■ **Exercise objective**
Pictures are not part of the copy; repeat everything else in the records exactly.

■ **Records supplied**
##########
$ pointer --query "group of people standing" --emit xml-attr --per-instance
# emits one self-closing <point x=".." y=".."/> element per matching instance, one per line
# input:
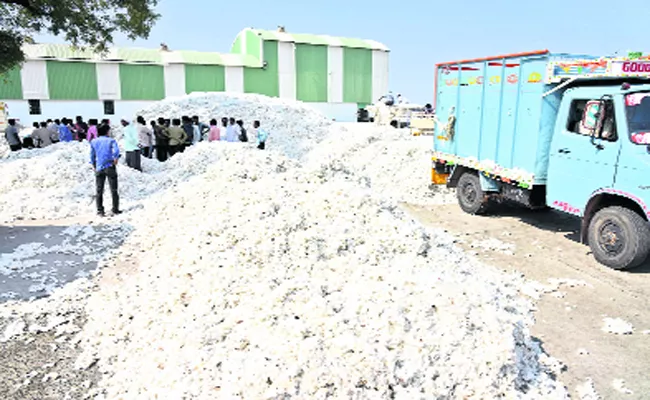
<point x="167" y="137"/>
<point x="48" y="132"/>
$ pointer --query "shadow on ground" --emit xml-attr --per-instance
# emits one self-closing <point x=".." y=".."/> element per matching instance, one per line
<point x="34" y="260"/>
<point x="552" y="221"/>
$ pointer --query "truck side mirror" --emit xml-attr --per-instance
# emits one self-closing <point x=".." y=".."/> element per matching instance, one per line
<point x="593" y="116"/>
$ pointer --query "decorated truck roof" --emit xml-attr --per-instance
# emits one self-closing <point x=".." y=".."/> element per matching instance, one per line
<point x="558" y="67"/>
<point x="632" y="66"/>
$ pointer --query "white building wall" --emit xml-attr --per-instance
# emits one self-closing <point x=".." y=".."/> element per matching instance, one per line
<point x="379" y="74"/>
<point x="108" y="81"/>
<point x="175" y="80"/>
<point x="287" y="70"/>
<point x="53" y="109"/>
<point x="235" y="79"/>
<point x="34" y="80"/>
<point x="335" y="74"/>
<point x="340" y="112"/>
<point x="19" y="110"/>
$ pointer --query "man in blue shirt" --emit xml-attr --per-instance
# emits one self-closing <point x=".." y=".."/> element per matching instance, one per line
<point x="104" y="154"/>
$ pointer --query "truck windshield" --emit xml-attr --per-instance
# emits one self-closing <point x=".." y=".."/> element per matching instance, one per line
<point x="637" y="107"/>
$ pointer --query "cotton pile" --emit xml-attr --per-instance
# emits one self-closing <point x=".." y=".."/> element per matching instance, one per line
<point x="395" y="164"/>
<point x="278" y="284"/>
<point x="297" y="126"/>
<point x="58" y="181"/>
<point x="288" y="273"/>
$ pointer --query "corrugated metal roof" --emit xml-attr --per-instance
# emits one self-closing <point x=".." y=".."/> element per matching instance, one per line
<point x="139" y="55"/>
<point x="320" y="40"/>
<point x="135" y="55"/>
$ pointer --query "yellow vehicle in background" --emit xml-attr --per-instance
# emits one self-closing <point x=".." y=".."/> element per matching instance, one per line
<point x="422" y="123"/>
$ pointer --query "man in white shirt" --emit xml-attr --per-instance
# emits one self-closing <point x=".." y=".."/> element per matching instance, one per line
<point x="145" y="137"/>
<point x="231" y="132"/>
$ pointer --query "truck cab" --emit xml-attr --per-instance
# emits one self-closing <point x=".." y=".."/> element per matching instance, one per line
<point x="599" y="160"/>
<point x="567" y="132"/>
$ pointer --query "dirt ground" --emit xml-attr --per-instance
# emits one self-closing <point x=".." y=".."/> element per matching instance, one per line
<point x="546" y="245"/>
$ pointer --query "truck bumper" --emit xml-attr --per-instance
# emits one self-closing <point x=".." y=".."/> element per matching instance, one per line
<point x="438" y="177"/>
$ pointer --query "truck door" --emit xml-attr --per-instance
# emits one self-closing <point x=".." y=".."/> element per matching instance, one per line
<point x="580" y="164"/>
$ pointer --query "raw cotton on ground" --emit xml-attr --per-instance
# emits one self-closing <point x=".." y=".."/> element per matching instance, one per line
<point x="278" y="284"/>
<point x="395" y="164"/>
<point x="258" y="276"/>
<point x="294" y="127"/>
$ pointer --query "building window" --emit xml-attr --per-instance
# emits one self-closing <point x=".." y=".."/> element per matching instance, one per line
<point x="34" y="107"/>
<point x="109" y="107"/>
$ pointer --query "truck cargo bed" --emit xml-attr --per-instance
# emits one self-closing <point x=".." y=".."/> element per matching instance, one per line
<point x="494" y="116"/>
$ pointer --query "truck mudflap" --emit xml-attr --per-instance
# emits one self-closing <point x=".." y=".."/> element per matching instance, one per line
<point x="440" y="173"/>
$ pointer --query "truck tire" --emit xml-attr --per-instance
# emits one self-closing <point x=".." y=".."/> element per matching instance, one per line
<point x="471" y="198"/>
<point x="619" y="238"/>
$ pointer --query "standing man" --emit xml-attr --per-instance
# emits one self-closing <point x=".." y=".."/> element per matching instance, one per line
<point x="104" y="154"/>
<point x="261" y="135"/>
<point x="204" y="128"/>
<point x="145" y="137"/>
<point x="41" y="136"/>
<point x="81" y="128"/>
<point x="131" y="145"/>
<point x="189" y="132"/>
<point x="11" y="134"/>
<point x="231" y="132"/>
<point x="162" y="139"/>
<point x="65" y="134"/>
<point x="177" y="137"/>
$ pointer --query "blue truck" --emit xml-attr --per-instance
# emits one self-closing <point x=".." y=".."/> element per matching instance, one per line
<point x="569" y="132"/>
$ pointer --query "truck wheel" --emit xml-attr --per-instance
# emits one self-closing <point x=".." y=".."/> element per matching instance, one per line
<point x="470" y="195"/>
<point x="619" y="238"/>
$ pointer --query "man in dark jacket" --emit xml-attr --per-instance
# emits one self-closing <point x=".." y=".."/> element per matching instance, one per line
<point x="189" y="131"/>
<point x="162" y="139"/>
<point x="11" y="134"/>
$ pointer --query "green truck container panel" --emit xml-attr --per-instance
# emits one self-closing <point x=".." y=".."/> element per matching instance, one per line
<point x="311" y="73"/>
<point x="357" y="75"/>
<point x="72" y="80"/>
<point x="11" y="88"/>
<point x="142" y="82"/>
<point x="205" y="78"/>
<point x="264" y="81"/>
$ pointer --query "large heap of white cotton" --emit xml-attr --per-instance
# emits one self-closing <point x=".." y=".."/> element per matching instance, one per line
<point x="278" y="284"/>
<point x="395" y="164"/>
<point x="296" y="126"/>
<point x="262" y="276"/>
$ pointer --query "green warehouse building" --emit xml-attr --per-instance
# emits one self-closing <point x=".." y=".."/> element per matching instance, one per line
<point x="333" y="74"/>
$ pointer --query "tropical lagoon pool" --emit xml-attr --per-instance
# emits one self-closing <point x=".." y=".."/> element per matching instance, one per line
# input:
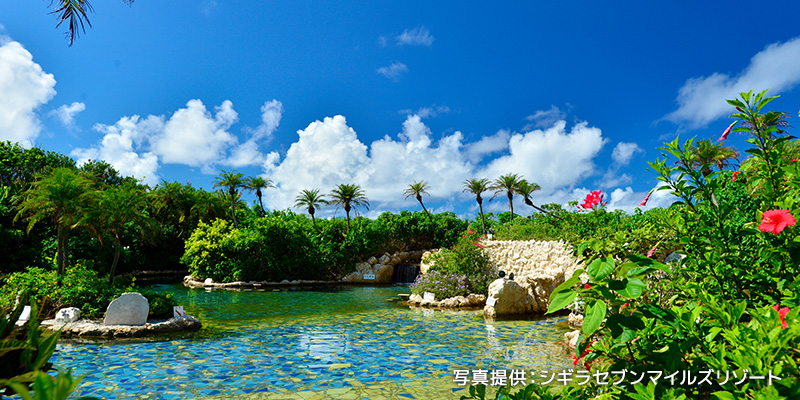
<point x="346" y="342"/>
##########
■ **Right answer**
$ pointer --query "group of people standing" --emit xml-attr --per-instance
# emits one self-closing <point x=".." y=".."/> element per matching instance, one per line
# input:
<point x="167" y="137"/>
<point x="48" y="132"/>
$ pointer --query "shadow on ground" --emit xml-attr --per-instance
# emits one self-closing <point x=".." y=".."/> element per matching instance, one per line
<point x="34" y="260"/>
<point x="552" y="221"/>
$ pointer --query "truck side mirror" --emit xml-attr --per-instance
# emits one self-closing <point x=".." y=".."/> element per matching instance, one per line
<point x="593" y="116"/>
$ pointer --query "decorated truck roof" --emit xml-attr --per-instance
# emits one self-closing <point x=".." y=".."/> element per matching instance, one per line
<point x="558" y="67"/>
<point x="632" y="66"/>
$ pointer --query "white building wall" --emit xml-attr --per-instance
# emits one self-closing <point x=".." y=".."/> element per matching instance, one per line
<point x="379" y="74"/>
<point x="108" y="81"/>
<point x="175" y="80"/>
<point x="287" y="70"/>
<point x="53" y="109"/>
<point x="235" y="79"/>
<point x="34" y="80"/>
<point x="335" y="74"/>
<point x="340" y="112"/>
<point x="19" y="110"/>
$ pointer --query "man in blue shirt" --emit xml-attr --per-instance
# emits one self-closing <point x=".." y=".."/> element per matching instance, one per line
<point x="104" y="154"/>
$ pointer --query "truck windshield" --emit xml-attr --per-instance
# emits one self-closing <point x=".." y=".."/> element per matching instance, one per line
<point x="637" y="107"/>
$ pointer --query "cotton pile" --emit xml-attr --per-instance
# emits one self-closing <point x=".." y=".."/> element per matching instance, one per line
<point x="395" y="164"/>
<point x="278" y="284"/>
<point x="297" y="126"/>
<point x="58" y="181"/>
<point x="288" y="273"/>
$ pointer --query "corrugated metal roof" --emit xml-attr --per-instance
# emits one self-closing <point x=".." y=".."/> element per matching instance, one per line
<point x="139" y="55"/>
<point x="320" y="40"/>
<point x="135" y="55"/>
$ pointer --query "yellow vehicle in background" --emit xml-attr --per-instance
# emits one self-closing <point x=".." y=".."/> element per matching instance, one per line
<point x="422" y="123"/>
$ pointer --query "man in white shirt" --emit xml-attr --per-instance
# emits one self-closing <point x=".." y=".."/> element per matching instance, one per line
<point x="145" y="137"/>
<point x="231" y="132"/>
$ pointer --query "truck cab" --emit xml-attr --per-instance
# emits one self-closing <point x=".." y=".."/> element per matching instance, one per line
<point x="599" y="160"/>
<point x="567" y="132"/>
$ pointer --query "dirt ground" --emit xml-attr --per-instance
# emits one self-closing <point x=".." y=".."/> element per matching instance, one per line
<point x="546" y="245"/>
$ pointer --query "truck bumper" --emit xml-attr --per-instance
# emits one self-closing <point x=".." y=".."/> element per matching instance, one per line
<point x="438" y="177"/>
$ pointer --query "truck door" --emit xml-attr --per-instance
# emits one self-closing <point x=".." y=".."/> element per matching instance, one per line
<point x="580" y="164"/>
$ pointer --query "raw cotton on ground" --emit xml-attr --per-instance
# emits one self-closing <point x=".." y=".."/> element per matching instance, one per line
<point x="278" y="284"/>
<point x="395" y="164"/>
<point x="258" y="276"/>
<point x="294" y="127"/>
$ pointer --query "building window" --emit xml-attr --per-instance
# emits one self-closing <point x=".." y=".."/> element per matching instance, one per line
<point x="34" y="107"/>
<point x="109" y="107"/>
$ pointer --query "truck cargo bed" --emit xml-attr --per-instance
# emits one self-closing <point x=".." y=".."/> element per matching instance, one per line
<point x="494" y="116"/>
$ pointer --query "truck mudflap" --emit xml-attr --per-instance
# emits one self-closing <point x=".." y=".."/> element per matching instance, one per line
<point x="440" y="173"/>
$ pointer --query "truck tire" --emit xml-attr --per-instance
# emits one self-closing <point x=".." y=".."/> element per matching instance, one per line
<point x="471" y="198"/>
<point x="619" y="238"/>
$ pointer --query "standing man" --emit xml-attr --per-instance
# emits one self-closing <point x=".." y=".."/> element per matching instance, one per line
<point x="104" y="154"/>
<point x="261" y="135"/>
<point x="204" y="128"/>
<point x="145" y="137"/>
<point x="41" y="136"/>
<point x="81" y="128"/>
<point x="131" y="145"/>
<point x="189" y="132"/>
<point x="11" y="134"/>
<point x="231" y="132"/>
<point x="162" y="139"/>
<point x="65" y="134"/>
<point x="177" y="137"/>
$ pointer --query "blue truck" --emit xml-attr --per-instance
# emits one self-closing <point x=".." y=".."/> element per matching instance, one per line
<point x="569" y="132"/>
$ pointer --query "truck wheel" --emit xml-attr --per-instance
# emits one self-closing <point x=".." y=".."/> element per matching instance, one per line
<point x="470" y="195"/>
<point x="619" y="238"/>
$ pointer --query "man in dark jacket" --emit xml-attr --per-instance
# emits one self-closing <point x=".." y=".."/> element per matching instance, one per line
<point x="189" y="131"/>
<point x="162" y="139"/>
<point x="11" y="134"/>
$ pointer --query "green truck container panel" --emit xml-attr --per-instance
# emits one self-closing <point x=".." y=".."/> element per matching instance, one per line
<point x="311" y="73"/>
<point x="357" y="75"/>
<point x="72" y="80"/>
<point x="11" y="88"/>
<point x="142" y="82"/>
<point x="205" y="78"/>
<point x="264" y="81"/>
$ pointer --query "large heap of white cotton" --emit xml-attr --per-instance
# emits one self-closing <point x=".." y=".."/> element per matching instance, one per line
<point x="278" y="284"/>
<point x="395" y="164"/>
<point x="296" y="126"/>
<point x="262" y="276"/>
$ pointer --query "green warehouse building" --emit xml-attr --per-instance
# emits one self-closing <point x=".." y=".."/> element per matching instance, one per line
<point x="333" y="74"/>
$ pointer --query "tropical lagoon pool" --emit xml-attr --per-instance
# emits one self-closing <point x=".." y=".."/> element per matching instance, one per line
# input:
<point x="346" y="342"/>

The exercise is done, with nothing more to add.